Material to process:
--- START ---

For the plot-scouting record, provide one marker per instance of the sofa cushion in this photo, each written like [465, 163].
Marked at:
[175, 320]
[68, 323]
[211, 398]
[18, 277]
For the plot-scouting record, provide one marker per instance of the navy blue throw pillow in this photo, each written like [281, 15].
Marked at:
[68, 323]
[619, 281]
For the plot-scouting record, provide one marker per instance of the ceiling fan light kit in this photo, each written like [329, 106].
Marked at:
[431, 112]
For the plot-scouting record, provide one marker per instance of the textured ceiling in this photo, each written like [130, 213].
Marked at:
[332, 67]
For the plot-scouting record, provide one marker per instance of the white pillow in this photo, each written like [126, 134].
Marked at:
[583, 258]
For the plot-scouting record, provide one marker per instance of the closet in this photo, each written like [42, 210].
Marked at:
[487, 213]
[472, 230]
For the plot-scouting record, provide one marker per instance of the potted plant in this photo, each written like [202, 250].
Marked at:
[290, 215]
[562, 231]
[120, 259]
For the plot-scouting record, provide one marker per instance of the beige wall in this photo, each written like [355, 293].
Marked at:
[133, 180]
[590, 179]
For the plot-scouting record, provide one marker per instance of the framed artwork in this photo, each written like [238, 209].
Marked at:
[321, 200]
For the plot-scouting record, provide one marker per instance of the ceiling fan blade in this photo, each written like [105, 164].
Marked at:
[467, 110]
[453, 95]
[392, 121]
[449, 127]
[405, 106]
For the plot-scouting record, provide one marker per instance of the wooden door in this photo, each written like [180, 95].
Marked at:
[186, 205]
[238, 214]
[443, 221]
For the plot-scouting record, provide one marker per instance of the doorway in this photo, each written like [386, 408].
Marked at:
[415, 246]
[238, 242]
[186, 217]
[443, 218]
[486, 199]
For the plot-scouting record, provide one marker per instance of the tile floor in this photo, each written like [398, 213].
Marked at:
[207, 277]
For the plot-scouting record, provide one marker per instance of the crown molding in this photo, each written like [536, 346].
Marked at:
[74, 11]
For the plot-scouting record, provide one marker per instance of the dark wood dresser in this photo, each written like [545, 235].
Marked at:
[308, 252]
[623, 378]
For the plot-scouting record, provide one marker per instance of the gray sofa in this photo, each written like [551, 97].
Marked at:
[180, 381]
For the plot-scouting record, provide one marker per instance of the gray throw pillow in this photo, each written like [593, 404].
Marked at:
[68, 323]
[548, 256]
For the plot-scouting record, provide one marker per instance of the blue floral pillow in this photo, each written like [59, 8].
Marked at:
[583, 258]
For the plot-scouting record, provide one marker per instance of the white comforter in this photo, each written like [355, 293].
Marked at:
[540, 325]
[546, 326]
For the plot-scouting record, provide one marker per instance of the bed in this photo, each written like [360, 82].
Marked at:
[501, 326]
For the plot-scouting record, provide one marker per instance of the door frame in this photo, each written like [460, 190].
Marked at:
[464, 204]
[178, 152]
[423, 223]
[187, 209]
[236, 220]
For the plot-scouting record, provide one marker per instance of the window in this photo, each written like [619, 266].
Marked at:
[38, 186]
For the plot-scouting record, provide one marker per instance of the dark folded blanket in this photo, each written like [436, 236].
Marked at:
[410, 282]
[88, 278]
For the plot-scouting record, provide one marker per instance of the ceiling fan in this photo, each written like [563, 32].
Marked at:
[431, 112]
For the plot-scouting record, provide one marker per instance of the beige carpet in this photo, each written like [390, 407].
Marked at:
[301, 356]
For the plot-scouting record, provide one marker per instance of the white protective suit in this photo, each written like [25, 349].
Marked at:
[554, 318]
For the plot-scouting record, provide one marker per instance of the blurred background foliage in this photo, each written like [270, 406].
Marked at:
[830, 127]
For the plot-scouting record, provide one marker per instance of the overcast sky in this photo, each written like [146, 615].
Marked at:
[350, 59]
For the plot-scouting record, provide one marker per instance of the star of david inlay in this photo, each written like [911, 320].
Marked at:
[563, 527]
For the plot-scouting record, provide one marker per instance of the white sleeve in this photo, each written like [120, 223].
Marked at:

--- END ---

Exercise aim: Across the material, report every line that has the word "gray".

Result for this exercise:
For the plot-scouting record, provide one marker per instance of the gray sofa in this photo, each written like [551, 97].
For the plot-scouting record, provide one marker per instance of the gray throw pillow in this photo, each written like [593, 404].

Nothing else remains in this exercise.